Task:
Your copy should match the listing below word for word, with no images in it.

Supplied data:

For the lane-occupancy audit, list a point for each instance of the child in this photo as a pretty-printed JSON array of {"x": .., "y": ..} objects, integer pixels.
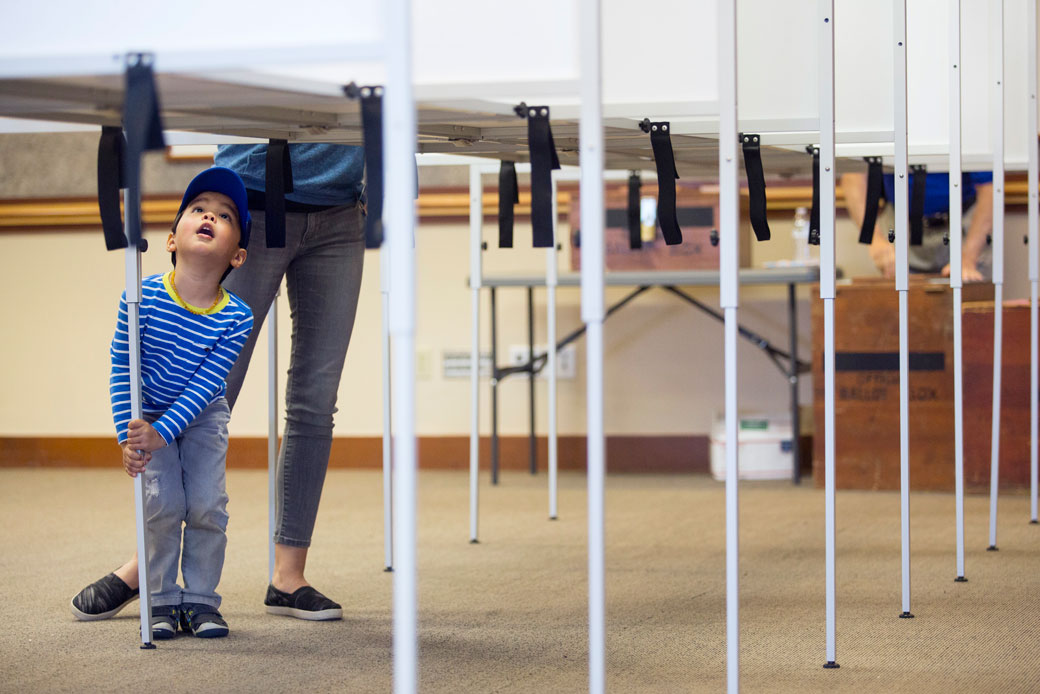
[{"x": 191, "y": 331}]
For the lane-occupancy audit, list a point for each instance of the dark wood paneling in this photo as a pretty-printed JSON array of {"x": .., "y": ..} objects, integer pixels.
[{"x": 1014, "y": 455}]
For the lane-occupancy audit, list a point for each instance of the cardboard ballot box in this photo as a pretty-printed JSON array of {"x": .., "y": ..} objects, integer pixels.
[{"x": 867, "y": 386}]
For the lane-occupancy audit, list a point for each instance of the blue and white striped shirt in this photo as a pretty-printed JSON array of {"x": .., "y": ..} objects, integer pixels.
[{"x": 185, "y": 356}]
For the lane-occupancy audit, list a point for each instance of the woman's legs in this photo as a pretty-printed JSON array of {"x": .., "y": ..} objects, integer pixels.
[{"x": 323, "y": 282}]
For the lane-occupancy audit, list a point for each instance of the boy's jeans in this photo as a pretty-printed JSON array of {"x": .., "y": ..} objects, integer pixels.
[
  {"x": 184, "y": 485},
  {"x": 321, "y": 263}
]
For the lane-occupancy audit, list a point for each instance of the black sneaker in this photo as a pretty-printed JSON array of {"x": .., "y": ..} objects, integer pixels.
[
  {"x": 203, "y": 620},
  {"x": 304, "y": 603},
  {"x": 103, "y": 598},
  {"x": 164, "y": 621}
]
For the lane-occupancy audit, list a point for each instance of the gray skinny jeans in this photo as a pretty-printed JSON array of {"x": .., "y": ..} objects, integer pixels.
[{"x": 321, "y": 262}]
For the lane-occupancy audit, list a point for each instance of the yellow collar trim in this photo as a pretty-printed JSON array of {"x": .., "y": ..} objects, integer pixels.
[{"x": 222, "y": 298}]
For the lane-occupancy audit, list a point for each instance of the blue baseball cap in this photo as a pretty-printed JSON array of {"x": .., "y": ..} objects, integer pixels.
[{"x": 219, "y": 179}]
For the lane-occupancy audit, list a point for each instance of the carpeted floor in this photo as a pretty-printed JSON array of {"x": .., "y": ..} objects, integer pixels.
[{"x": 510, "y": 614}]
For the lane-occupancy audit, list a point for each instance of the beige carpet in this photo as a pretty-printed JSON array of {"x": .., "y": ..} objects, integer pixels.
[{"x": 510, "y": 614}]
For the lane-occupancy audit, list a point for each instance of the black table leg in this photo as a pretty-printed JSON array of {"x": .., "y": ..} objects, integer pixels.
[
  {"x": 793, "y": 377},
  {"x": 530, "y": 379},
  {"x": 494, "y": 390}
]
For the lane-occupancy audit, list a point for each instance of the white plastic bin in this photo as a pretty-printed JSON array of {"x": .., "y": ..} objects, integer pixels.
[{"x": 764, "y": 447}]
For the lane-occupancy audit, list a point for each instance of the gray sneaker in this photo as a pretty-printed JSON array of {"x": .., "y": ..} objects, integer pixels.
[
  {"x": 164, "y": 621},
  {"x": 203, "y": 620}
]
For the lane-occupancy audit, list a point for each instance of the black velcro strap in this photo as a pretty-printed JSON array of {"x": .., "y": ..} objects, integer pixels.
[
  {"x": 278, "y": 181},
  {"x": 875, "y": 189},
  {"x": 144, "y": 132},
  {"x": 660, "y": 140},
  {"x": 509, "y": 195},
  {"x": 919, "y": 176},
  {"x": 634, "y": 233},
  {"x": 371, "y": 122},
  {"x": 814, "y": 214},
  {"x": 110, "y": 151},
  {"x": 543, "y": 160},
  {"x": 756, "y": 184}
]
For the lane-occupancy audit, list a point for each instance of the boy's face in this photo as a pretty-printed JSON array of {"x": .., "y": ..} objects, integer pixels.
[{"x": 209, "y": 230}]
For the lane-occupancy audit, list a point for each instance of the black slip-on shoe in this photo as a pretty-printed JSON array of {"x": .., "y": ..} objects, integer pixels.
[
  {"x": 203, "y": 620},
  {"x": 103, "y": 598},
  {"x": 304, "y": 603}
]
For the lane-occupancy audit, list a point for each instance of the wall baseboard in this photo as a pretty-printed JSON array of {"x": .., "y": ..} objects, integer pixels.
[{"x": 624, "y": 454}]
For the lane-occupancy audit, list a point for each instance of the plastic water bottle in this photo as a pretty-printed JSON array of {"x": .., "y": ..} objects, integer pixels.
[{"x": 800, "y": 232}]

Response:
For the lane-occupancy audit, list a point for each instance of the child in this photo as a pretty-printed JSON array of {"x": .., "y": ..} objects, integer pixels.
[{"x": 191, "y": 331}]
For the lane-occupancy audit, list a point for each instance of the dark wood paneling in this photo as a pretty-printed JSON array of {"x": .., "y": ..} objects, integer pixels.
[{"x": 1014, "y": 455}]
For the lane-occupancy audit, list a point for each instance of the cardboard ballot box in this photo as a pretty-printed JSON array of {"x": .., "y": ..} objects, integer pixels.
[{"x": 867, "y": 386}]
For the lane-occupancy audit, list a point for each instance of the blue and white striped shirt in this photo as a pretty-printed JSON array of {"x": .., "y": ..} objects, integer pixels.
[{"x": 185, "y": 356}]
For the lane-occupancy audit, list a point for each instance of the woman's legs in this photo as a pretty-printed JSON array of {"x": .., "y": ..} objects, integer pixels.
[{"x": 323, "y": 282}]
For the lane-occupancy audit, list a point for each instance of the boy's jeans in this photo as a pretty-printed JSON array of {"x": .., "y": ..} objects, integer pixels.
[
  {"x": 184, "y": 485},
  {"x": 321, "y": 263}
]
For the lane-occupancy audit, list a point for each instance of the black sneaker in this photo as a pretty-printed JSON array of {"x": .., "y": ..} objects, integer pixels.
[
  {"x": 203, "y": 620},
  {"x": 304, "y": 603},
  {"x": 103, "y": 598},
  {"x": 164, "y": 621}
]
For the lane-occupancy audit, list a point for each instance of the gray skinny jeans in this photo as a pretty-printed JSON array of {"x": .., "y": ..} objects, integer pixels.
[{"x": 321, "y": 262}]
For the lane-occupancy audit, list a point for each instance of the yellow collar trim in this photo as a pretty-printed JSON array of {"x": .., "y": ..} objects, integer pixels.
[{"x": 222, "y": 298}]
For the lane-occupancy audit, list a point for each instance of the blue baseball cap in this photo as a pretty-printed JSON array of {"x": .., "y": ..} objects, integer pixels.
[{"x": 219, "y": 179}]
For the lane-occupancy audit, list a point for each instance of the carpeted floor in this photo as a pretty-printed JSON array of {"x": .., "y": ..} objects, integer pixels.
[{"x": 510, "y": 614}]
For the lane-occupancy audit, list a point for each instance of the beige carpet in this photo as a pretty-printed JSON array of {"x": .., "y": ..} objects, integer pixels.
[{"x": 510, "y": 614}]
For the lane-occupancy audit, list a point for each instance of the black table leg in this photo as a pretty-printed JSON array of {"x": .., "y": ..} objects, integer pixels.
[
  {"x": 793, "y": 377},
  {"x": 530, "y": 379},
  {"x": 494, "y": 390}
]
For the lane-occupancy audit, list a point for each instance of the white plastic bin in this photo as a pretty-printed JSON array of {"x": .., "y": ..} objects, integer pixels.
[{"x": 764, "y": 447}]
For the lane-occupancy audit, list a point for each instance of the gray sneaker in this photo as a pretty-printed JSON array of {"x": .., "y": ..} objects, integer pixels.
[
  {"x": 164, "y": 621},
  {"x": 203, "y": 620}
]
For the lane-occupancy audit, list a point for each instance of the black velcro strap in this photo as a pretty-printed JSON array of {"x": .., "y": ..} objects, integer pixels.
[
  {"x": 278, "y": 181},
  {"x": 875, "y": 189},
  {"x": 144, "y": 132},
  {"x": 660, "y": 140},
  {"x": 509, "y": 195},
  {"x": 919, "y": 176},
  {"x": 634, "y": 233},
  {"x": 371, "y": 122},
  {"x": 814, "y": 214},
  {"x": 110, "y": 151},
  {"x": 543, "y": 160},
  {"x": 756, "y": 184}
]
For the lane-occupancy audit, list a point for each instance of the boy's face in this photo as a pretty-printed JSON array of {"x": .., "y": ..} objects, integer pixels.
[{"x": 209, "y": 230}]
For the lane-occupancy audit, list a point for each instance of the black slip-on shoe in this photo as a pretty-printed JSON array of {"x": .., "y": ..} objects, integer pixels.
[
  {"x": 203, "y": 620},
  {"x": 103, "y": 598},
  {"x": 304, "y": 603}
]
For the lane-occupancy audit, list a point for each instance of the wall baseboard in this photo as a pretty-printed JSON array of {"x": .., "y": ..} objects, integer pixels.
[{"x": 624, "y": 454}]
For the lane-occupancy audit, list a point for each instance of the plastic water bottle in this photo as a pretty-printed JSON array of {"x": .., "y": ..} objects, integer pixels.
[{"x": 800, "y": 232}]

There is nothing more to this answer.